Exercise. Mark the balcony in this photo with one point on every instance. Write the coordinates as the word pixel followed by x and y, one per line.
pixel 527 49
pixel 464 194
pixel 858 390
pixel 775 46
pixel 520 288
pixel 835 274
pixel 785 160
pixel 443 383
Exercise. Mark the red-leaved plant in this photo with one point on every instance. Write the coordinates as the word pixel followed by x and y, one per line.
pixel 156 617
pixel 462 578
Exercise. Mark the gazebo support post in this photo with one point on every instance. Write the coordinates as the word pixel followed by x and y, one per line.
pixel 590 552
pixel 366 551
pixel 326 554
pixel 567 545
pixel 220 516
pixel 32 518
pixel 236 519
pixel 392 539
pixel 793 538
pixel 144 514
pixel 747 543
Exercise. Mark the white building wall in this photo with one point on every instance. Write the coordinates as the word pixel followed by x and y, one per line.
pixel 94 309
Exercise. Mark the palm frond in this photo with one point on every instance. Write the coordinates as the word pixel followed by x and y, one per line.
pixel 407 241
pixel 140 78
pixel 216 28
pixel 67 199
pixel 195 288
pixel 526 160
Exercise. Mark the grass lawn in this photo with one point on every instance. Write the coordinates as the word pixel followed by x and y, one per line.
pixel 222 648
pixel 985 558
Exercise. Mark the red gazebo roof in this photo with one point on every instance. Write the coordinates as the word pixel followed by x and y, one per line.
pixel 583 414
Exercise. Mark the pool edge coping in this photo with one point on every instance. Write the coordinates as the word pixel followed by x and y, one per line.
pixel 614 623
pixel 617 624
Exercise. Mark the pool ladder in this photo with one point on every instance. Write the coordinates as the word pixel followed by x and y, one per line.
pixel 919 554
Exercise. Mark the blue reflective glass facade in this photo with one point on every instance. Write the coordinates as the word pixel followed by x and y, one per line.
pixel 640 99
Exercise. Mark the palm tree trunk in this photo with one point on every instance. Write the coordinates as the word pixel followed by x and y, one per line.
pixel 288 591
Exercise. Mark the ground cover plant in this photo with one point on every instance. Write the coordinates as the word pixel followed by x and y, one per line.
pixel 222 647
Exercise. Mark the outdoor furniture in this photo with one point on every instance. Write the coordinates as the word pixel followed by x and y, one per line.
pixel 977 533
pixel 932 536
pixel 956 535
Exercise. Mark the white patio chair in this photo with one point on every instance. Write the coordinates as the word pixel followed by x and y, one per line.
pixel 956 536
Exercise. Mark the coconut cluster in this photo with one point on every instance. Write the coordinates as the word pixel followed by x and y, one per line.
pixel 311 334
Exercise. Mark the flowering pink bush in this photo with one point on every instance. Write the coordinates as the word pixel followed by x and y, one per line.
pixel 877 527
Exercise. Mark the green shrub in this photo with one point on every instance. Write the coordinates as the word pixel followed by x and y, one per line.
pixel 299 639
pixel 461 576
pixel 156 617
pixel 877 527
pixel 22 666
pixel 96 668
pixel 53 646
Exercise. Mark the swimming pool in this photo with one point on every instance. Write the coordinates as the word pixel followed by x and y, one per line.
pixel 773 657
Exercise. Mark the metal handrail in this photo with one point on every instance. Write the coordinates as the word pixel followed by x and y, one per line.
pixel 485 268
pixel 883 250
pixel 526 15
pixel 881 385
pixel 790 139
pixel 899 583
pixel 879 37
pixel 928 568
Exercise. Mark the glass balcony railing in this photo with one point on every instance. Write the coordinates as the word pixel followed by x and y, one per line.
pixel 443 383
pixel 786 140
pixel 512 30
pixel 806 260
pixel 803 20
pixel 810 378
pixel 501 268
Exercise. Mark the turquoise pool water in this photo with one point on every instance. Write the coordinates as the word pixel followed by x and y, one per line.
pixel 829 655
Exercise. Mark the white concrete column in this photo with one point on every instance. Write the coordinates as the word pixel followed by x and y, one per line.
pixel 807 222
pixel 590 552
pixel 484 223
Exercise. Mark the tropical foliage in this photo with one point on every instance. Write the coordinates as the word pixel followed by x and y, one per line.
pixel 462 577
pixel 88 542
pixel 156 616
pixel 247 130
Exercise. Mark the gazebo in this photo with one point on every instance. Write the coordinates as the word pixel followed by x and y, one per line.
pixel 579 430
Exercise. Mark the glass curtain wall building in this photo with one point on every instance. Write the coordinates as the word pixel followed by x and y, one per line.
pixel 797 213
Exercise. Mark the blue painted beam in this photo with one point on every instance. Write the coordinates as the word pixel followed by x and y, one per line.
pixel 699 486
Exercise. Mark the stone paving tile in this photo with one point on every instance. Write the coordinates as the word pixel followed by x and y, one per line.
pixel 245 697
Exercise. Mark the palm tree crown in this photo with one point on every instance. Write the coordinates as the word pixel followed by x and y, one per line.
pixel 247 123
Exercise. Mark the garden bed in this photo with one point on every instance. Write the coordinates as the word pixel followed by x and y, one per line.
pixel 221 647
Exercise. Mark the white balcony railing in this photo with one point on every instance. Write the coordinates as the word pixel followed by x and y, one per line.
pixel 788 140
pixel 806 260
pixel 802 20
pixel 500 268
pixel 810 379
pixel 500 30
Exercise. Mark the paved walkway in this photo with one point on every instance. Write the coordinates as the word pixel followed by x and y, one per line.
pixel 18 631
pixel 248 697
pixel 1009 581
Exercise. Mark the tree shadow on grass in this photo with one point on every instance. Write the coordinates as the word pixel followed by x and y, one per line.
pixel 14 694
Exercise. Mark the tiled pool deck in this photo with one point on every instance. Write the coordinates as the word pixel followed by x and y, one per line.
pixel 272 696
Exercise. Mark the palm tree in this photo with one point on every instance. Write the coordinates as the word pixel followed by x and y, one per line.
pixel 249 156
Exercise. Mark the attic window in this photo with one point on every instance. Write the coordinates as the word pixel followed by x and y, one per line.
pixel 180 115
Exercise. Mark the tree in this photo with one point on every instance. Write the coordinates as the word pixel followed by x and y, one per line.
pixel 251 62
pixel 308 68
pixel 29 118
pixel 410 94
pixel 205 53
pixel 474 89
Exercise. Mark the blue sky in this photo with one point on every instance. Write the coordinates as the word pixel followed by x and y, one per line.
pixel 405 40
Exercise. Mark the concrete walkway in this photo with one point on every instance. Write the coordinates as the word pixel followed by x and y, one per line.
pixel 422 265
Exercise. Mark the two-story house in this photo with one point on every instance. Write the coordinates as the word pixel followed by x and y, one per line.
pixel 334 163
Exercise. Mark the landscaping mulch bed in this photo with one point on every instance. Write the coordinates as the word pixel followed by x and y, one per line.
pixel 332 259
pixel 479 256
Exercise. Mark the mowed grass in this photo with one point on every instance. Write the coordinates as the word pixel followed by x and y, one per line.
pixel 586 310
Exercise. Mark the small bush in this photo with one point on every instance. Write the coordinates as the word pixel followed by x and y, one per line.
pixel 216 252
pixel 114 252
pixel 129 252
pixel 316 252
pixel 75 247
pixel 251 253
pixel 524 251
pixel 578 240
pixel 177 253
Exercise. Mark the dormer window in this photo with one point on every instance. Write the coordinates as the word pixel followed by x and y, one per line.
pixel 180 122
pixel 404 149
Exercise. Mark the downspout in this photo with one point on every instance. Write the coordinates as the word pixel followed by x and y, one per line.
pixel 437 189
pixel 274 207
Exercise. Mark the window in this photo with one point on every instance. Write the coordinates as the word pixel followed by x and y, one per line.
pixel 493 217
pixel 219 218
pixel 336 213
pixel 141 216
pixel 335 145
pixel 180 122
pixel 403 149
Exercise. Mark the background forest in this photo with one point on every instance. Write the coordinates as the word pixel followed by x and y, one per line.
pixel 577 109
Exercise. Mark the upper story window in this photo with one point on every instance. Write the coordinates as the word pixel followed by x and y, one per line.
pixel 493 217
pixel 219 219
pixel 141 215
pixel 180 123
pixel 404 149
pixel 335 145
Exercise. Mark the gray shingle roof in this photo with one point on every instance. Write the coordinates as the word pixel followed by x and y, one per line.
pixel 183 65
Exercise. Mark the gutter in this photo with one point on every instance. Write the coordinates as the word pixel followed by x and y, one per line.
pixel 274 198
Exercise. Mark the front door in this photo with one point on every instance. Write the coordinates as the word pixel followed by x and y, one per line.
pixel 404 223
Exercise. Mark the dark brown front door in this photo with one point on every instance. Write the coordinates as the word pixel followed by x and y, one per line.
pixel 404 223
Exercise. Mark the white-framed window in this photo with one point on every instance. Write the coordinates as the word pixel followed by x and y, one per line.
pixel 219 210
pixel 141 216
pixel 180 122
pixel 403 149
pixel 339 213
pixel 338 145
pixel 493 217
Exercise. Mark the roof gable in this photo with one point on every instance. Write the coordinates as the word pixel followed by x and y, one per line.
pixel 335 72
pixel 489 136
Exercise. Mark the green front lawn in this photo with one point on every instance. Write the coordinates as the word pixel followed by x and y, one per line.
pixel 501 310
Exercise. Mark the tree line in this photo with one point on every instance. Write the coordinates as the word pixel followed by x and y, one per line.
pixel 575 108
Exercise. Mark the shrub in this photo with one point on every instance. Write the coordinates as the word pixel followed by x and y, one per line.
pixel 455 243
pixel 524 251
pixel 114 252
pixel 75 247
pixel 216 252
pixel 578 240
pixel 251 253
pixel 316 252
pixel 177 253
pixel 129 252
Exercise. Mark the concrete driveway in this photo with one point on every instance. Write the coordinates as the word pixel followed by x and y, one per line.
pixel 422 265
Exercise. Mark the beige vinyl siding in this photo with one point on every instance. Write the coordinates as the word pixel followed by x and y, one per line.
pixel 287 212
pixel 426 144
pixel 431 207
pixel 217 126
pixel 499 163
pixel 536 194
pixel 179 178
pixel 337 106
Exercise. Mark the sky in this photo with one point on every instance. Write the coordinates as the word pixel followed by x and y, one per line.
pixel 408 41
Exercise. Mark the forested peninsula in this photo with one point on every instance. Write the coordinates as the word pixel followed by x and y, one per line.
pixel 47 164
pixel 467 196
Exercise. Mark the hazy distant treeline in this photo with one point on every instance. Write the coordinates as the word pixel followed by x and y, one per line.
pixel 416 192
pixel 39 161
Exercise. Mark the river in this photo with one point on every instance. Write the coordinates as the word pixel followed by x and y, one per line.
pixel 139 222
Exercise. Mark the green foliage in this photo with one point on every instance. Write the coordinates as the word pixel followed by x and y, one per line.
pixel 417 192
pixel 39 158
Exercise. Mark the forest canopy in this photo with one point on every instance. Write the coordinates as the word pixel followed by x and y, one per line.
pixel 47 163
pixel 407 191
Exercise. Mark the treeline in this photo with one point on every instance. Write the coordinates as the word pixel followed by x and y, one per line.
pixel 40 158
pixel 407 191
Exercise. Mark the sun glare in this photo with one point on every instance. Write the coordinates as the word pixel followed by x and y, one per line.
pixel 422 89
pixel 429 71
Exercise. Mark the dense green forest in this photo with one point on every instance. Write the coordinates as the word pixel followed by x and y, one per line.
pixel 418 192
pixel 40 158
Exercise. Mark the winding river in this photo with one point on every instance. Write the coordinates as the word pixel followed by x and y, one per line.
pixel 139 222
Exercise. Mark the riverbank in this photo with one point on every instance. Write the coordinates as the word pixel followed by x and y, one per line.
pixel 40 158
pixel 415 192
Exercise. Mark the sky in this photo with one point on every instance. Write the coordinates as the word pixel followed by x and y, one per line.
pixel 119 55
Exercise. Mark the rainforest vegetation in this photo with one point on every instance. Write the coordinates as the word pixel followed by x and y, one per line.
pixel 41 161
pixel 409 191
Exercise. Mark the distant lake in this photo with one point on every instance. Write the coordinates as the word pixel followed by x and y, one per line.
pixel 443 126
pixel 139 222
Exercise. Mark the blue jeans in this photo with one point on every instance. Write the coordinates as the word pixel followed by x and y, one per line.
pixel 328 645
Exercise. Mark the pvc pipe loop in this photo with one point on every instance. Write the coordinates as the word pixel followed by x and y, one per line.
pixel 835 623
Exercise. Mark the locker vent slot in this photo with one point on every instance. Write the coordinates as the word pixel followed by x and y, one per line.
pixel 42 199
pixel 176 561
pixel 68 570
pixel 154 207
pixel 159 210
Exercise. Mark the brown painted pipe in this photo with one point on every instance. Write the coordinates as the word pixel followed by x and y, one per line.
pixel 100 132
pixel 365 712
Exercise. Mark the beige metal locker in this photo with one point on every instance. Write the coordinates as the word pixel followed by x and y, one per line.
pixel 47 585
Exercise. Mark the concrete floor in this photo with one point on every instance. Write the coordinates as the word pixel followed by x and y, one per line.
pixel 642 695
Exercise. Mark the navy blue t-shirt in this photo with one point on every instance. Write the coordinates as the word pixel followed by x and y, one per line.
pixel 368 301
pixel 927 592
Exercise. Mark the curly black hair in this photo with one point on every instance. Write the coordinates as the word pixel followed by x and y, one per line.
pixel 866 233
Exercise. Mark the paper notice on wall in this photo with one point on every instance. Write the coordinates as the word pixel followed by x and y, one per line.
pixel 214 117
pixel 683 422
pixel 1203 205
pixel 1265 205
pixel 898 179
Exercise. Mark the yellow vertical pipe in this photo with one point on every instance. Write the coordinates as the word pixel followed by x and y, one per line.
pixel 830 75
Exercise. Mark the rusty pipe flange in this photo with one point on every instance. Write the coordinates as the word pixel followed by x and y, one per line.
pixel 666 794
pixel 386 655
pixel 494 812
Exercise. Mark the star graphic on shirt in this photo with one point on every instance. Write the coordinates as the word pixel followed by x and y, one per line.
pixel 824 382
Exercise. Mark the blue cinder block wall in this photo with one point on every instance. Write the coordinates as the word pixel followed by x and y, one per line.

- EXERCISE PROMPT
Output only the lines running from the line with "Exercise. Mark the yellow" through the final line of the data, inclusive.

- TASK ANSWER
Exercise. Mark the yellow vertical pipe in this photo with one point on every instance. Write the coordinates as the word pixel followed by x and y, one per line.
pixel 830 75
Exercise. Mark the rusty pipe flange in this photo with one point on every instance. Write the coordinates as the word pixel followed by x and y, one per line.
pixel 666 794
pixel 386 655
pixel 494 812
Exercise. Mark the star graphic on shirt in this photo with one point on every instance. Write the coordinates as the word pixel followed by x and y, one per line.
pixel 824 382
Exercise. Mark the blue cinder block wall in this photo with one point on every instance. Write the coordinates as the word pixel followed by x and y, one per line.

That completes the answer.